(Records taken from a collection)

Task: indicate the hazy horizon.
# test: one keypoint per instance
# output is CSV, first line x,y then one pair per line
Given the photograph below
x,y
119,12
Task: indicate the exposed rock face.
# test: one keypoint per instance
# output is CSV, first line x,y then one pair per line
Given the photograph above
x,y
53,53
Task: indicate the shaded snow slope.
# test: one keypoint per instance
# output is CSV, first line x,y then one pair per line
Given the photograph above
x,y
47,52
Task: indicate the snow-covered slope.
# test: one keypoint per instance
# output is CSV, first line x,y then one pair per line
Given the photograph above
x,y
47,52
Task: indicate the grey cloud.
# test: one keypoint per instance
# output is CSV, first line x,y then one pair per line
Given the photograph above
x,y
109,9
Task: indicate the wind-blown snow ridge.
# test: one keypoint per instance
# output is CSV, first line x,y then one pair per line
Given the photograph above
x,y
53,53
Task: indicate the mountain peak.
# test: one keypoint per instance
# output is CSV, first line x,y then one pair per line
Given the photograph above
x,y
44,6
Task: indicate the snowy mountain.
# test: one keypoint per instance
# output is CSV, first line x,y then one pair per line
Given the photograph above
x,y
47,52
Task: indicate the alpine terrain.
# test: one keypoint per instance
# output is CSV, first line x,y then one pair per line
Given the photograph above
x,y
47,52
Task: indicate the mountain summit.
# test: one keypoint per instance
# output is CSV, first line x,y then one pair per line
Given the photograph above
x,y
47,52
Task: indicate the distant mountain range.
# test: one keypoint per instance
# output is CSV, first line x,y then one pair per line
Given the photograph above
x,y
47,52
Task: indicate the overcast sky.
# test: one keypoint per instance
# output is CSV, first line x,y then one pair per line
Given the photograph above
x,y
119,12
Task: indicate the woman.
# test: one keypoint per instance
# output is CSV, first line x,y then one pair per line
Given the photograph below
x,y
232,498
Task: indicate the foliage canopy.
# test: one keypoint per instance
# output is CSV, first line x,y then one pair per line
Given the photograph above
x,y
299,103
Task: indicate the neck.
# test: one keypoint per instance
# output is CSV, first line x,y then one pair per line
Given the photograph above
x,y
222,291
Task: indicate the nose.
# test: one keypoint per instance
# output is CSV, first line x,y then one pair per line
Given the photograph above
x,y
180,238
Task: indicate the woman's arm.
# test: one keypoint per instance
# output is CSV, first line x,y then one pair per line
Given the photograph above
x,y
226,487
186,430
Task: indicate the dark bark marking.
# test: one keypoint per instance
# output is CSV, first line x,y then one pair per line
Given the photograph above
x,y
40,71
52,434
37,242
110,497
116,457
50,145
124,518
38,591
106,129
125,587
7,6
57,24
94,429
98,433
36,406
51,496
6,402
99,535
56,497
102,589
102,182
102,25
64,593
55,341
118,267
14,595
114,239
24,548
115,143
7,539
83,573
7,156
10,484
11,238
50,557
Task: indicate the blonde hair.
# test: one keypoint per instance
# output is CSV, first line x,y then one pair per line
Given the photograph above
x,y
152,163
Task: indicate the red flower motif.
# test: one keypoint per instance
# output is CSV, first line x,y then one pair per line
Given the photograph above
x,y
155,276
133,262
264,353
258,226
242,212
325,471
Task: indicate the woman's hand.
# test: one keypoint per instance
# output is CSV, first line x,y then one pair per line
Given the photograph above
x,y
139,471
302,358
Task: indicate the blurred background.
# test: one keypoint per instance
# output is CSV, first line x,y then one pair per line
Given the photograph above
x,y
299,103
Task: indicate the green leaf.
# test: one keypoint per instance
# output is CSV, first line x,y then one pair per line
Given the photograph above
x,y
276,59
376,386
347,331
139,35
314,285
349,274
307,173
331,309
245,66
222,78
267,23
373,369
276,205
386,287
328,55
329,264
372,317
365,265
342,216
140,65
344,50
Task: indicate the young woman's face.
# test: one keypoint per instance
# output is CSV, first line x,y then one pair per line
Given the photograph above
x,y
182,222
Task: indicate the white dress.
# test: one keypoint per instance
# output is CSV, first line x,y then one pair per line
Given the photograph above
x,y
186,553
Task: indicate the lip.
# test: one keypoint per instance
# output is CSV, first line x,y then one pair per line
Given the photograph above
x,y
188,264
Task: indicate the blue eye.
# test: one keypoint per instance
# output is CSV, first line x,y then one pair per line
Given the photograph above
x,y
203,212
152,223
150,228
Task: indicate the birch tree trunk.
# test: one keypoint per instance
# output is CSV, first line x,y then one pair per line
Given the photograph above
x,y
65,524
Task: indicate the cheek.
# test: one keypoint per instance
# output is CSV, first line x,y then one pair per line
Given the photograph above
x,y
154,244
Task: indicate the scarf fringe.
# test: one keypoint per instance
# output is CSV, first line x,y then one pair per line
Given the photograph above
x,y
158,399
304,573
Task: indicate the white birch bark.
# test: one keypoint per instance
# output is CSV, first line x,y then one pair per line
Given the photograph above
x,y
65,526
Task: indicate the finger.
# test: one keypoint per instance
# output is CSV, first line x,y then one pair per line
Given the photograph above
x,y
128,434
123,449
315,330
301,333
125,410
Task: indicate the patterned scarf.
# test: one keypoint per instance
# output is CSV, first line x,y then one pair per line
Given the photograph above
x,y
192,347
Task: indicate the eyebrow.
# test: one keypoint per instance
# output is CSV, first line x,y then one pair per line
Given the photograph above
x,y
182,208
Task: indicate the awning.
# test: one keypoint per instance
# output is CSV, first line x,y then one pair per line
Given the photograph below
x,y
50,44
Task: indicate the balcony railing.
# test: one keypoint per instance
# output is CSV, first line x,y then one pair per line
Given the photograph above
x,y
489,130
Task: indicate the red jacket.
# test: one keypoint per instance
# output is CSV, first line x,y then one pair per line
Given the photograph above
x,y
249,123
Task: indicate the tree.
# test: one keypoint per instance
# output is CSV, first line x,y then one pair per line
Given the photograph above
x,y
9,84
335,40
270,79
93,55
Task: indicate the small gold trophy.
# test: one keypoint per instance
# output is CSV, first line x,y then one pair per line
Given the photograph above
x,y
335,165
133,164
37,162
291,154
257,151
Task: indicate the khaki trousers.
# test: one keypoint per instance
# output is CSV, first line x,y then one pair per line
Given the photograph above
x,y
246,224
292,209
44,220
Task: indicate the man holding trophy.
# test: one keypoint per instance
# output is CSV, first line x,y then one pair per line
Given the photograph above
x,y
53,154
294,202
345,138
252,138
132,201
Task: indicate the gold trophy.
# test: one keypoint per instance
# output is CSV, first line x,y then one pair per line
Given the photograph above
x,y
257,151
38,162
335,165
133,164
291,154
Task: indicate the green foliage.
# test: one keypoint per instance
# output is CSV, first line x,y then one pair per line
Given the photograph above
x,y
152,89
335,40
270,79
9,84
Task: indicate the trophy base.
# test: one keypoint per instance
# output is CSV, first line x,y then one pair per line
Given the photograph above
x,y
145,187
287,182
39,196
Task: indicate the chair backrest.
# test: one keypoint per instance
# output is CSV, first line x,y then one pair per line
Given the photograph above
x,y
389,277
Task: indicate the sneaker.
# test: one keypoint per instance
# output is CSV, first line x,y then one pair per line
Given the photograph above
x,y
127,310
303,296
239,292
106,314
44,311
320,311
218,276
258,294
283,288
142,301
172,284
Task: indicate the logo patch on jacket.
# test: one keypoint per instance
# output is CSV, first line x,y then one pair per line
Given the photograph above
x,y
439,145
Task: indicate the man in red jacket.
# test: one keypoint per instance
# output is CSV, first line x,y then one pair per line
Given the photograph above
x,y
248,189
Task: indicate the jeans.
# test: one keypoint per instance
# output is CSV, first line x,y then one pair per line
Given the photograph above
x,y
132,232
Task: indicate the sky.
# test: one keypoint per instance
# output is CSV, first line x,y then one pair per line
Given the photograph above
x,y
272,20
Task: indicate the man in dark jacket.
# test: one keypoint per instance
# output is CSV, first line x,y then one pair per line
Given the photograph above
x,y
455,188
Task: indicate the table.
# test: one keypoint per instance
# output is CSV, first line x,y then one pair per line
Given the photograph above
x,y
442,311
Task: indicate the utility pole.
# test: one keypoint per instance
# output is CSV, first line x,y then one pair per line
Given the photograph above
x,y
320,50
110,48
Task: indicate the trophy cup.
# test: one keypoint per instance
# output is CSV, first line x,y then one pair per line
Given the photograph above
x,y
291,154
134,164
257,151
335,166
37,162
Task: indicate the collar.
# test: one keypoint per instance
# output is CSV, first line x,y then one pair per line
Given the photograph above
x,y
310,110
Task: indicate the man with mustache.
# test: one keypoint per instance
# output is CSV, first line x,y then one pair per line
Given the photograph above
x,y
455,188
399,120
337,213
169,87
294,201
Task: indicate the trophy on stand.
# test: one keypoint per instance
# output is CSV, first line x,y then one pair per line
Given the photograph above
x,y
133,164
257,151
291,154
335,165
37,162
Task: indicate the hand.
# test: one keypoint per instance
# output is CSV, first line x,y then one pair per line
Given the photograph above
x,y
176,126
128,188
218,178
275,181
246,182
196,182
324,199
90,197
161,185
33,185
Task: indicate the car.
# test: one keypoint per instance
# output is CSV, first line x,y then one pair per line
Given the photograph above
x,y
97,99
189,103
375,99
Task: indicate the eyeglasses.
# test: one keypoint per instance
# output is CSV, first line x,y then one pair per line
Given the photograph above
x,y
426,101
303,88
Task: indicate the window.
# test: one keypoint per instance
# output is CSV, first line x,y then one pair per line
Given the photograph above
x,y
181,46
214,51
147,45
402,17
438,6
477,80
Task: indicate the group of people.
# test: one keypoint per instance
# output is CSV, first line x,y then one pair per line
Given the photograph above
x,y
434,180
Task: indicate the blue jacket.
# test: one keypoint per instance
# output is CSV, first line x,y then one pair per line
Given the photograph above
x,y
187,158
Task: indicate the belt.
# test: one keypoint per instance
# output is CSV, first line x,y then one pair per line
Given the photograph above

- [Requirements]: Quote the part of the records that starts with the line containing "Task: indicate the belt." and runs through the end of the records, including both of those lines.

- [Exercise solution]:
Task: indicate the belt.
# test: one keypoint per instance
# output is CSV, first line x,y then one pair per line
Given the photograph above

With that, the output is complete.